▶ Your instructions: Reproduce the entries from the first line down to the line that contains "ring rule: even-odd", including both ends.
____ Records for the exercise
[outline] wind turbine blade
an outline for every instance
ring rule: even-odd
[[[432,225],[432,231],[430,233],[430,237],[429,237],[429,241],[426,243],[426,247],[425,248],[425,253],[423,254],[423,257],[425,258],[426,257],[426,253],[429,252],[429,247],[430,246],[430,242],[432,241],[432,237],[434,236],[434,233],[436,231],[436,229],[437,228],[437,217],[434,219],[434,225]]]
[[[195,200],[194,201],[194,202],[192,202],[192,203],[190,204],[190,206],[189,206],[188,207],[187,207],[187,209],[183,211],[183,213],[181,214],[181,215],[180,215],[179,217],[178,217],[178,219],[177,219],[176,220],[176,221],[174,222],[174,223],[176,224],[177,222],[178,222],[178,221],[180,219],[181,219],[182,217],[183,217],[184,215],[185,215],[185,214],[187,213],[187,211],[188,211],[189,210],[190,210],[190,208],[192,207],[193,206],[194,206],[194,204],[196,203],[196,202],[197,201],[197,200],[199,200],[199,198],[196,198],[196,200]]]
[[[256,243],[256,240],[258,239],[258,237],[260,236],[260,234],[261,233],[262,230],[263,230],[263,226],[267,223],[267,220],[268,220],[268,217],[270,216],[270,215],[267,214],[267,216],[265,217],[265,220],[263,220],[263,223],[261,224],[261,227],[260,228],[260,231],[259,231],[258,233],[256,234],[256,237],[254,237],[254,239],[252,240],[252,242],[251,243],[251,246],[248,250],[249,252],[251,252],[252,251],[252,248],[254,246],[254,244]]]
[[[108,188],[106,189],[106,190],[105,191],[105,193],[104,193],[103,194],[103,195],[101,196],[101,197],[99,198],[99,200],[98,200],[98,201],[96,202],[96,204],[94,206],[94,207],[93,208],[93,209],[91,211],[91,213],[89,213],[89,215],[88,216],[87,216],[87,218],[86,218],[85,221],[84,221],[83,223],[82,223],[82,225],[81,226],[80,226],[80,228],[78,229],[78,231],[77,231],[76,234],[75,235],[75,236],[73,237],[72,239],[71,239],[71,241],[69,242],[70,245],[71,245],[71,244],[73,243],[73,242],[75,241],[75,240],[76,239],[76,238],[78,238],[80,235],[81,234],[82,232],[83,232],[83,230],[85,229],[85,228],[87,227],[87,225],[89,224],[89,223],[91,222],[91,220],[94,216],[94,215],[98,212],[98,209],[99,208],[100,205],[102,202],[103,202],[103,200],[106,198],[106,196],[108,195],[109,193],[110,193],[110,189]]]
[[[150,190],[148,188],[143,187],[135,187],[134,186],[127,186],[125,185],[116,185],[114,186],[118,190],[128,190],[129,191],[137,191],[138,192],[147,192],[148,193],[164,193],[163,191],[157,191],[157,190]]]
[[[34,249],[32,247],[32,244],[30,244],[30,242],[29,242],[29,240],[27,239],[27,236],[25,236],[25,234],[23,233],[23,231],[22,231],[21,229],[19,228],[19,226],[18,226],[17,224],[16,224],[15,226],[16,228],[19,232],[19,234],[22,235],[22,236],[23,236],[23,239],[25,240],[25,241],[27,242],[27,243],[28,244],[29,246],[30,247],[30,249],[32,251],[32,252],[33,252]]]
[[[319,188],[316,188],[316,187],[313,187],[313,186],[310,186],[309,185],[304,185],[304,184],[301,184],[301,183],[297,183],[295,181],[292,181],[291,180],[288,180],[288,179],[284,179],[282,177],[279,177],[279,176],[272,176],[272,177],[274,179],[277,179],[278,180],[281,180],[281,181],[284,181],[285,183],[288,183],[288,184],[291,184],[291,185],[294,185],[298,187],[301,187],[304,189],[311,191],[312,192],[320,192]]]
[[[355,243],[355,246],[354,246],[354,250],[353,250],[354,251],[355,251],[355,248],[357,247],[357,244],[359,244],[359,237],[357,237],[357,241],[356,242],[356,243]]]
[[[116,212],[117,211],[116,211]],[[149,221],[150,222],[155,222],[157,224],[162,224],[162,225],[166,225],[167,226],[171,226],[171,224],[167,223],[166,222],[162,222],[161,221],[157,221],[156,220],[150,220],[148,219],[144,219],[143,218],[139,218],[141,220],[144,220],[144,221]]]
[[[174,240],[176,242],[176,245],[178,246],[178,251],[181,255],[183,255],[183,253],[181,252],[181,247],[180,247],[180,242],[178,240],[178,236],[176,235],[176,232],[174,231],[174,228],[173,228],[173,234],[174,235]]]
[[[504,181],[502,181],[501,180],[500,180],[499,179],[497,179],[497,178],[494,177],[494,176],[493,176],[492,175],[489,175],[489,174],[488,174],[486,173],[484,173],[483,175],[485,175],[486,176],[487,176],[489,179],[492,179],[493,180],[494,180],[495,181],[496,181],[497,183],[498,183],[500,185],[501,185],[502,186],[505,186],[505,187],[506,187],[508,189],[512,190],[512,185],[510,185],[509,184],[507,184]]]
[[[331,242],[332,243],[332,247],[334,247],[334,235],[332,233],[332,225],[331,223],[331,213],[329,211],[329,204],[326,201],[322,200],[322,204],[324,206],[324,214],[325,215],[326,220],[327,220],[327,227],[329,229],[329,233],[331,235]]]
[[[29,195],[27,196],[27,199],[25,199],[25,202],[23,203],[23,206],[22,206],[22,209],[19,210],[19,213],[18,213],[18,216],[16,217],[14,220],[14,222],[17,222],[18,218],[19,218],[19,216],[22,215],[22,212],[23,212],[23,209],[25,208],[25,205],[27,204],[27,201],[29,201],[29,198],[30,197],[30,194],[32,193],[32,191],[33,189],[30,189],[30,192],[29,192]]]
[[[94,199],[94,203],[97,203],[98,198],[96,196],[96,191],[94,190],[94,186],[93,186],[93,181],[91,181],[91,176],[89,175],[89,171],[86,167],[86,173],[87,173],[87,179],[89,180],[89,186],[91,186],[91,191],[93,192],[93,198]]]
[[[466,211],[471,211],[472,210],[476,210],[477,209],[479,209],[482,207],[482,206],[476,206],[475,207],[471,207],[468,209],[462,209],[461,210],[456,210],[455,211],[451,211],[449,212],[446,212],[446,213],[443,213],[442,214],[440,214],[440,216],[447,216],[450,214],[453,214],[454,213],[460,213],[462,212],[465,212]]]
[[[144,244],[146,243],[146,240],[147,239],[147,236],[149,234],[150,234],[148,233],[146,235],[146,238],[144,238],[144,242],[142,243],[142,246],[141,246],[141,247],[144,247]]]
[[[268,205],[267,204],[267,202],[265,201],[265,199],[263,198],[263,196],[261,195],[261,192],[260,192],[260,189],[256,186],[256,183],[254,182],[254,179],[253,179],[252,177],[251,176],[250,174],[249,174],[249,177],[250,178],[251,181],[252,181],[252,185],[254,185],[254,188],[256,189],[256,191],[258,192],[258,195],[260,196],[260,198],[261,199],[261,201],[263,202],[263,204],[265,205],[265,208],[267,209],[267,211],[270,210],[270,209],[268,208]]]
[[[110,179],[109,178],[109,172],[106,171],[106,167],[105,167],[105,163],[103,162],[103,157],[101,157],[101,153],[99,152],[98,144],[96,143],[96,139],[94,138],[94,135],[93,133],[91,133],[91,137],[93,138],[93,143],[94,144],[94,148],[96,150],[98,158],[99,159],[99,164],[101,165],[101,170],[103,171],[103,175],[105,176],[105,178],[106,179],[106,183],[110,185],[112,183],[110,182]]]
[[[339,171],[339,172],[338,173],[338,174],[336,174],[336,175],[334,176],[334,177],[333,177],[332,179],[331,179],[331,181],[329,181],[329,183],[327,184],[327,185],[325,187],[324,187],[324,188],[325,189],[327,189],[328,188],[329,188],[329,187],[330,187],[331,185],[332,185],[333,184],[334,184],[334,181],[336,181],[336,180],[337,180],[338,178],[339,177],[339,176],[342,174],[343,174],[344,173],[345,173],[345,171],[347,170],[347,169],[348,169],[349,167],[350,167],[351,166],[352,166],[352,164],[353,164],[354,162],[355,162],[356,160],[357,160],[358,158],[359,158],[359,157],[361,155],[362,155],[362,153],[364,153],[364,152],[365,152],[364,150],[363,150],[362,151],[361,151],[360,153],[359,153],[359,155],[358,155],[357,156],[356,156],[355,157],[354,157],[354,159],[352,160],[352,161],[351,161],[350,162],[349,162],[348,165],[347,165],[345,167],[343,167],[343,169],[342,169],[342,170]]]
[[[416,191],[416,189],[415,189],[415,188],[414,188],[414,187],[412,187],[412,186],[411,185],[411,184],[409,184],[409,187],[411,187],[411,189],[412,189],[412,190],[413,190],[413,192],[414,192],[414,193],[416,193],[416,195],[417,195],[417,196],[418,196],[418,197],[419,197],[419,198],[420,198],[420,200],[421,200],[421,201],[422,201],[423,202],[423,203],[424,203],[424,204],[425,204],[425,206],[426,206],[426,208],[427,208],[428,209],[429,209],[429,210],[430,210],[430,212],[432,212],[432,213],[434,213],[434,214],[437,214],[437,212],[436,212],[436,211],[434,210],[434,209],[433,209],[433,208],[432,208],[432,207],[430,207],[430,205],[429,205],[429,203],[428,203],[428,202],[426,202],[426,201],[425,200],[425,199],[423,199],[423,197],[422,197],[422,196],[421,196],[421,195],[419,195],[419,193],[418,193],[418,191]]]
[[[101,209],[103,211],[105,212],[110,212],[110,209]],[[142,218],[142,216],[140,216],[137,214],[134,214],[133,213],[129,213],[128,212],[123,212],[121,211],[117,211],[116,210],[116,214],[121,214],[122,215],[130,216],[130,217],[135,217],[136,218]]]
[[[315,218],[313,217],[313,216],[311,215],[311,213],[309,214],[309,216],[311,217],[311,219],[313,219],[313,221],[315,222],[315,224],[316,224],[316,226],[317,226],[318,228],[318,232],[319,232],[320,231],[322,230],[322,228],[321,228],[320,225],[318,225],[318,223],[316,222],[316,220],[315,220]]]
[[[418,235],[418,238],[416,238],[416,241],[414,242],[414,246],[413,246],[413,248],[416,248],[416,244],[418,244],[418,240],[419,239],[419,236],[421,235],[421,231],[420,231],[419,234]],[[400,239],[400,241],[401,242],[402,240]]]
________
▶ The solution:
[outline] wind turbine blade
an outline for every instance
ring rule: even-odd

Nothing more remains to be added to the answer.